Accession Number:

ADA415144

Title:

Logistical Analysis of the Littoral Combat Ship

Descriptive Note:

Master's thesis

Corporate Author:

NAVAL POSTGRADUATE SCHOOL MONTEREY CA DEPT OF OPERATIONS RESEARCH

Personal Author(s):

Report Date:

2003-03-01

Pagination or Media Count:

96.0

Abstract:

The purpose of the Littoral Combat Ship LCS is to provide the Navy with an affordable, small, multi-mission ship capable of independent, interdependent, and integrated operations inside the littorals. The LCS will be designed to replace high-value Naval assets when conducting high-end missions such as littoral Anti-Submarine Warfare ASW, Mine Warfare MIW, and Anti-Surface Warfare ASuW as well as low-end missions such as Humanitarian Assistance HA, Non-combatant Evacuation Operations NEO, and Maritime Intercept Operations MIO. To accomplish these missions and successfully counter the enemys littoral denial strategy, the Navy has stated that the LCS must incorporate endurance, speed, payload capacity, sea-keeping, shallow-draft, and mission reconfigurability into a small ship design. Constraints in current ship design technology make this desired combination of design characteristics in small ships difficult to realize at any cost. This thesis analyzes the relationship between speed, endurance, and payload to determine the expected displacement of the LCS determines the impact of speed, displacement, and significant wave height on LCS fuel consumption and endurance and analyzes the implications of findings on LCS logistics. The Joint Venture high-speed, wave-piercing catamaran is utilized in this thesis as the LCS seaframe to demonstrate the logistical implications of the speed, endurance, and payload tradeoffs with respect to the modular design of the ship. The weight and space requirement of each onboard and modular system is determined and added to that of the Joint Venture seaframe. Factors considered for full displacement calculations include the base seaframe, installed weapons systems, command and control systems and sensors, personnel and supply load levels, fuel storage capacity, ordnance load levels, and modular systems embarked manned and unmanned air and sea vehicles. 30 tables, 13 figures, 37 refs.

Set task
Please answer these three questions from the thesis record above:
1. What report date does the record give?
2. Which vessel does the thesis use as the LCS seaframe?
3. How many tables does the abstract say the thesis contains?

Supplied data
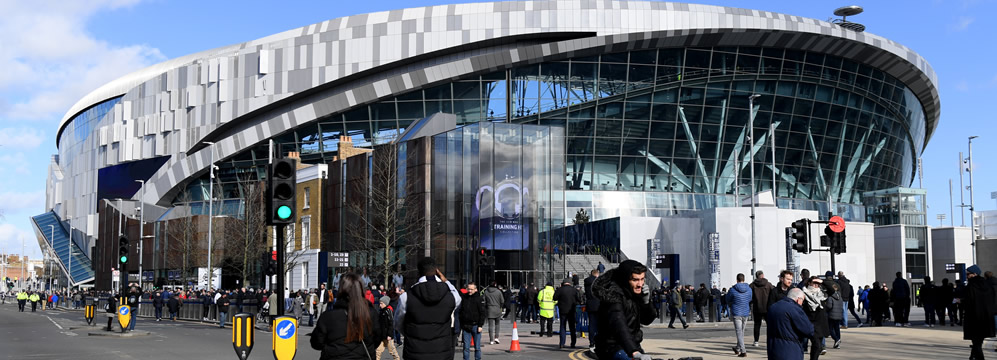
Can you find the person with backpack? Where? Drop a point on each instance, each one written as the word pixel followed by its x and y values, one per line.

Task response
1. 2003-03-01
2. The Joint Venture high-speed, wave-piercing catamaran
3. 30